▶ **EXERCISE TASK**:
Copy the lines of the records below, starting at the line containing "Question. Locate the white nightstand" and ending at the line containing "x=619 y=110". Substitute "bedside table" for each occurrence of "nightstand" and leave everything else unchanged.
━━━━━━━━━━━━━━━━
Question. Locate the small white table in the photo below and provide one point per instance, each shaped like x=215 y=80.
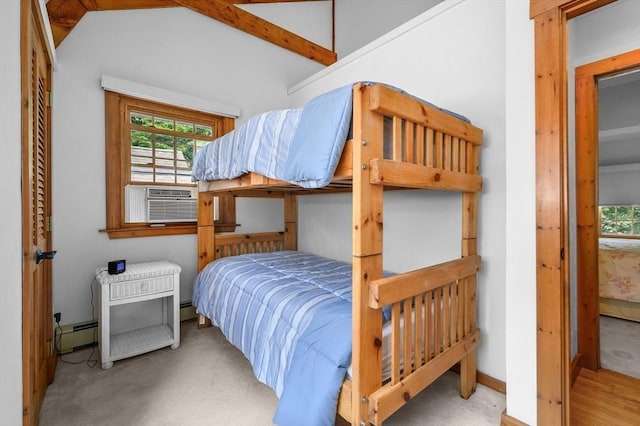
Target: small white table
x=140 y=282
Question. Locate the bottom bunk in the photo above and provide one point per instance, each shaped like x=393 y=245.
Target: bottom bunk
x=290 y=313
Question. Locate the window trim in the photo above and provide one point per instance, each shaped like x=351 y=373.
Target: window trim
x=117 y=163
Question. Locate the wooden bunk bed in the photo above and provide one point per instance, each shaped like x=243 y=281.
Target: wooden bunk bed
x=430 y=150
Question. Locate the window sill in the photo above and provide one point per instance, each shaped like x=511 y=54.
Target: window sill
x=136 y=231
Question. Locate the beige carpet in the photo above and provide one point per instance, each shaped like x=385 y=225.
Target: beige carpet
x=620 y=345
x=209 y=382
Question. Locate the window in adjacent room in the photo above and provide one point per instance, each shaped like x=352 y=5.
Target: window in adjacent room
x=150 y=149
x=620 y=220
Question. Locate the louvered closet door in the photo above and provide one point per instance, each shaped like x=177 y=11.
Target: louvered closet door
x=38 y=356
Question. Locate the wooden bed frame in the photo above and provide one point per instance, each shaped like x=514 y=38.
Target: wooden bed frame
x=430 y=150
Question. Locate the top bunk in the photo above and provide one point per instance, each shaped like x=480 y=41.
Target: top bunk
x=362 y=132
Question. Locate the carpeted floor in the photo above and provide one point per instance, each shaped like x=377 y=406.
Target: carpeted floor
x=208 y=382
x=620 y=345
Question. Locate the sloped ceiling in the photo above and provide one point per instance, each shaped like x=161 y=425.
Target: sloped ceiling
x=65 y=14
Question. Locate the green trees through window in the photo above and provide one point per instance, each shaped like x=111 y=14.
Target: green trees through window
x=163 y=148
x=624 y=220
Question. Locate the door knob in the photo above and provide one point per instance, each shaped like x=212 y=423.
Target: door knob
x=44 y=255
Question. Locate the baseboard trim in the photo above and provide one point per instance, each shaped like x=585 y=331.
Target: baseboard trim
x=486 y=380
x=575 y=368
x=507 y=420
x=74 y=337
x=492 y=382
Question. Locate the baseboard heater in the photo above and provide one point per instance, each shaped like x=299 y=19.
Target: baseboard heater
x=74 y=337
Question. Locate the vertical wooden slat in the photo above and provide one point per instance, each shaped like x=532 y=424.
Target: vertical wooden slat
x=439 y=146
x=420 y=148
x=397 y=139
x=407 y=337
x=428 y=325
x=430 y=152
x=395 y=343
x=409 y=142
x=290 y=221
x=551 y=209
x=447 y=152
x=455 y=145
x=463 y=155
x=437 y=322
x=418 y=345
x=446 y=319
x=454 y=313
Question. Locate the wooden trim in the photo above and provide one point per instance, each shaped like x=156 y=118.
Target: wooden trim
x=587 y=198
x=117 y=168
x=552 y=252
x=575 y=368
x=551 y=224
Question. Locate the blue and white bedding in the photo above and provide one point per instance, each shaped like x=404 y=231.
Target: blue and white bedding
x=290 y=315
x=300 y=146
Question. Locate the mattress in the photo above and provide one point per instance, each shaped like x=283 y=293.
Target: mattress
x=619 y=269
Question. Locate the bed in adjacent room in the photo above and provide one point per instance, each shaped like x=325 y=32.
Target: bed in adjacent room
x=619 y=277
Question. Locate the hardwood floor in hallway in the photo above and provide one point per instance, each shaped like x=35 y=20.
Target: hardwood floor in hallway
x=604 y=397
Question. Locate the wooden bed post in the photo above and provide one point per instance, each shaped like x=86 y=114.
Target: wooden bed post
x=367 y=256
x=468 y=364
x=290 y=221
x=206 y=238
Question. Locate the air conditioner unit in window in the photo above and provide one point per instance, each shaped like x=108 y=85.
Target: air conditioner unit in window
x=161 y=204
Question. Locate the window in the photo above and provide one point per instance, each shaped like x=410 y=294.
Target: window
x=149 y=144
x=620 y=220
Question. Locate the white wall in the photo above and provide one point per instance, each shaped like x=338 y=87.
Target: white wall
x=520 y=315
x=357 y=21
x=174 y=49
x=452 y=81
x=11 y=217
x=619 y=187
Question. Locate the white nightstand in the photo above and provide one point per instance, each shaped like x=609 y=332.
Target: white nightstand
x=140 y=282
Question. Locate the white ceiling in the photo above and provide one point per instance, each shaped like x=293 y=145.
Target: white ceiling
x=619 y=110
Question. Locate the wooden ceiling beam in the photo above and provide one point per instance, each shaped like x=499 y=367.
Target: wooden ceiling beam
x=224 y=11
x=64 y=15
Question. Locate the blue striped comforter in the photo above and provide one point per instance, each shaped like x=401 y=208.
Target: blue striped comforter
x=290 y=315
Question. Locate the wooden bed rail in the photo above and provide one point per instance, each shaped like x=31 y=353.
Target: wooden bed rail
━━━━━━━━━━━━━━━━
▶ **RESPONSE FOR THIS EXERCISE**:
Question. Locate the white bedside table in the photo above and provide one point per instance, each shaped like x=609 y=332.
Target: white bedside table
x=140 y=282
Question. Locate the white ceiling in the photo above and provide one point per instance, each shaped like x=293 y=145.
Target: white ceiling
x=619 y=110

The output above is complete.